What this exercise asks:
[A] In the hiking account, how long did the return trip to the dispersed camping site take?
[B] Rewrite the passage of the hiking account that starts at the words "It was late" and stops after "trail all day.", using "trailhead" in place of "parking area".
[C] In the hiking account, list each place name in the caption line that sits between the first two paragraphs.

Provided text:
I caught up with Jason up at the back side of the arch; on the hike back, I stopped to produce one more image of Broken Bow.

Broken Bow Arch, Willow Gulch, Grand Staircase-Escalante National Monument, Utah

It was late in the afternoon when we got back to the parking area. Ours was the only vehicle there. We’d met the owners of the vehicle we’d seen upon arrival shortly after reaching Broken Bow Arch–the only people we’d see on the trail all day.

It took about an hour and a half to head back to the dispersed camping site. A bit of scouting was done on the return, as we explored possible locations for the following morning’s hoped-for sunrise, but increasing cloudiness snuffed out any prospect of a sunset that evening and attention turned instead to plans for the following day–sunrise and beyond.

Posted by: kerryl29 | August 9, 2021

Thematic Interruption: Looking vs. Seeing

On the first morning of the desert Southwest trip, while photographing sunrise at Little Cut, I was in the process of packing up to leave when I noticed a composition with elements that appealed to me, so I stopped what I was doing to take a closer look.

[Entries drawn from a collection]
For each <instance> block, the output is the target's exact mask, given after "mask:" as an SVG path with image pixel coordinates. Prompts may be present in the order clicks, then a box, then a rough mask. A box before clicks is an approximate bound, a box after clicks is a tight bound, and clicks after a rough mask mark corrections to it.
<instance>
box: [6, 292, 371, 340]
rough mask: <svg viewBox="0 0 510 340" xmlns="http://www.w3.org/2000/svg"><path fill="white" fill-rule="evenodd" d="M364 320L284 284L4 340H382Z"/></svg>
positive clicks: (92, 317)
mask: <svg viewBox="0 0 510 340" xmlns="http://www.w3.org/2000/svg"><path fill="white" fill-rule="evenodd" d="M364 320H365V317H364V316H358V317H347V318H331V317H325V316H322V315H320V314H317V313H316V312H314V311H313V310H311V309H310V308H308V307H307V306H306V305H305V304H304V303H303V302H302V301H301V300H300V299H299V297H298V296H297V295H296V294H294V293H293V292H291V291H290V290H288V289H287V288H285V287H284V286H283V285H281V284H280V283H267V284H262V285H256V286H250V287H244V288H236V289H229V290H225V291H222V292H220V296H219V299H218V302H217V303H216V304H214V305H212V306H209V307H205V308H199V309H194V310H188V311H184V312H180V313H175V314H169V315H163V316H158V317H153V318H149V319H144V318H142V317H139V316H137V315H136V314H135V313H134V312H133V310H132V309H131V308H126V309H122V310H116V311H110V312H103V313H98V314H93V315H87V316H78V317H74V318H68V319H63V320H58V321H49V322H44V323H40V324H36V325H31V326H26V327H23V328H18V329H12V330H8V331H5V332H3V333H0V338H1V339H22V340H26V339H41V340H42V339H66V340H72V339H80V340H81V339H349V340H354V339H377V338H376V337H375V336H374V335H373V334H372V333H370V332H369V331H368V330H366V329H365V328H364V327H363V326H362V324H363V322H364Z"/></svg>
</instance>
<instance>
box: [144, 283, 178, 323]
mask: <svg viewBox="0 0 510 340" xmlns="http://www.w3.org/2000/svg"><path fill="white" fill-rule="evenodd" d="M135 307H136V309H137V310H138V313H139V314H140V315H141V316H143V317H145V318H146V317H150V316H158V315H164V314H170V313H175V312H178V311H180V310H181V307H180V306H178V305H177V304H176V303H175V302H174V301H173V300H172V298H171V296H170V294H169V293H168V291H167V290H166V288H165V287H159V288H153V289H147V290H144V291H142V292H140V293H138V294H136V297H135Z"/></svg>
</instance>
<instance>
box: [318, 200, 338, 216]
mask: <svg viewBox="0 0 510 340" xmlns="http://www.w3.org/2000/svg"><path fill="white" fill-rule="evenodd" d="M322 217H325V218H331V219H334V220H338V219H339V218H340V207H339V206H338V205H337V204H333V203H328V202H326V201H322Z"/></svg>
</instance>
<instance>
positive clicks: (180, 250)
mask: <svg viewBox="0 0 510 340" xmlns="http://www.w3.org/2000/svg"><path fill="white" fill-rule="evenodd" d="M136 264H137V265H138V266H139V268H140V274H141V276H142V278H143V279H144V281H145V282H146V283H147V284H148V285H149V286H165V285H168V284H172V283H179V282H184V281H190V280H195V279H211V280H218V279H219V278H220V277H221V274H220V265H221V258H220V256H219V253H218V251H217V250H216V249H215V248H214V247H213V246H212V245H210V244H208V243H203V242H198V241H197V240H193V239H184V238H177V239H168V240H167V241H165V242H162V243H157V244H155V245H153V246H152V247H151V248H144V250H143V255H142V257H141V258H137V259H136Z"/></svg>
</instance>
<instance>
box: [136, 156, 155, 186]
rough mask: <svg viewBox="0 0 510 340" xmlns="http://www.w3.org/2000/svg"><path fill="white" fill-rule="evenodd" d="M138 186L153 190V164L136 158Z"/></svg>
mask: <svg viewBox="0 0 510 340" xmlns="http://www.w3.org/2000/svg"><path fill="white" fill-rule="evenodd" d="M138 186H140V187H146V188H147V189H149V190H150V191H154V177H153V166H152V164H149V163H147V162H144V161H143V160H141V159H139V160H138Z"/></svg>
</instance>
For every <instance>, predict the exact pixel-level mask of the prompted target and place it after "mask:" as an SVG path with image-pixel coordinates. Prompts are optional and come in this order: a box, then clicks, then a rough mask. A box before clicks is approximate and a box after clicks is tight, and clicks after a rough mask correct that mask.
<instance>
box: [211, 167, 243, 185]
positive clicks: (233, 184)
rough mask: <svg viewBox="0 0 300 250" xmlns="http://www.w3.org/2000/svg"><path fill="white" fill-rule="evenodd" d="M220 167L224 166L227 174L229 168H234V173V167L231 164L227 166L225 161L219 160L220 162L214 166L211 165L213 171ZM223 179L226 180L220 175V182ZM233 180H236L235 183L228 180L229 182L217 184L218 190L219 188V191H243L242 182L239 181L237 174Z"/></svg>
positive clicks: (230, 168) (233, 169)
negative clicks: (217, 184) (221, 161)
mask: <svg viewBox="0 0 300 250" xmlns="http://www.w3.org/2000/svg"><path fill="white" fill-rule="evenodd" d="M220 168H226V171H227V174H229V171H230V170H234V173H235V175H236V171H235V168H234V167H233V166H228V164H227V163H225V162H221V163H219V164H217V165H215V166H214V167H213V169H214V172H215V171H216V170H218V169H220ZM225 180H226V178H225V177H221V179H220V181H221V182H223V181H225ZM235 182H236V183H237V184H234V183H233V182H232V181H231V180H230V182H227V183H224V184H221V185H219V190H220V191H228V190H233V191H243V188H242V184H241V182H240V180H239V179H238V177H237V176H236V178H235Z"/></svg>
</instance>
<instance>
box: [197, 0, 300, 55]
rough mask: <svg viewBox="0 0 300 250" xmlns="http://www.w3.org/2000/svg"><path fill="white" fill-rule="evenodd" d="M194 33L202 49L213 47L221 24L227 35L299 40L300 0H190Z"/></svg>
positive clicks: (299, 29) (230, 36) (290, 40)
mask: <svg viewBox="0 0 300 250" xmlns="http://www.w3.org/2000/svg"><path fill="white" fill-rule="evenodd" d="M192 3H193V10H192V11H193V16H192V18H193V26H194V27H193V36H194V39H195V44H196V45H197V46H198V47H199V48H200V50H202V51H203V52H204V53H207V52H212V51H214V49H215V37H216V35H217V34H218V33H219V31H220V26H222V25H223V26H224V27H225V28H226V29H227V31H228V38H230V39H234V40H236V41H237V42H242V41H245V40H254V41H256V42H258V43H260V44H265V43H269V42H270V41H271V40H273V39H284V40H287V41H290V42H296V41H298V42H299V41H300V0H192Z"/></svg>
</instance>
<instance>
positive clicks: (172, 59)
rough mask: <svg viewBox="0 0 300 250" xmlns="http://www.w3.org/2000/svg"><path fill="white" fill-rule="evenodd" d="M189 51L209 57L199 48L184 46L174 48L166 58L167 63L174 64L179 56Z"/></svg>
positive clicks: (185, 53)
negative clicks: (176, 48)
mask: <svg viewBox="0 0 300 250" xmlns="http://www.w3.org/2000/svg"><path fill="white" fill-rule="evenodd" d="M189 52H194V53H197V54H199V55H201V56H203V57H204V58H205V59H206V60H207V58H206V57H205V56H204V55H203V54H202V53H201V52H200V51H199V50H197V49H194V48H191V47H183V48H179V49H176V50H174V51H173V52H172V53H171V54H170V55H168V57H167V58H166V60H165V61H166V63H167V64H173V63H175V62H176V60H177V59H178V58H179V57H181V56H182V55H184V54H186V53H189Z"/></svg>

Your responses:
[A] It took about an hour and a half.

[B]
It was late in the afternoon when we got back to the trailhead. Ours was the only vehicle there. We’d met the owners of the vehicle we’d seen upon arrival shortly after reaching Broken Bow Arch–the only people we’d see on the trail all day.

[C] Broken Bow Arch; Willow Gulch; Grand Staircase-Escalante National Monument; Utah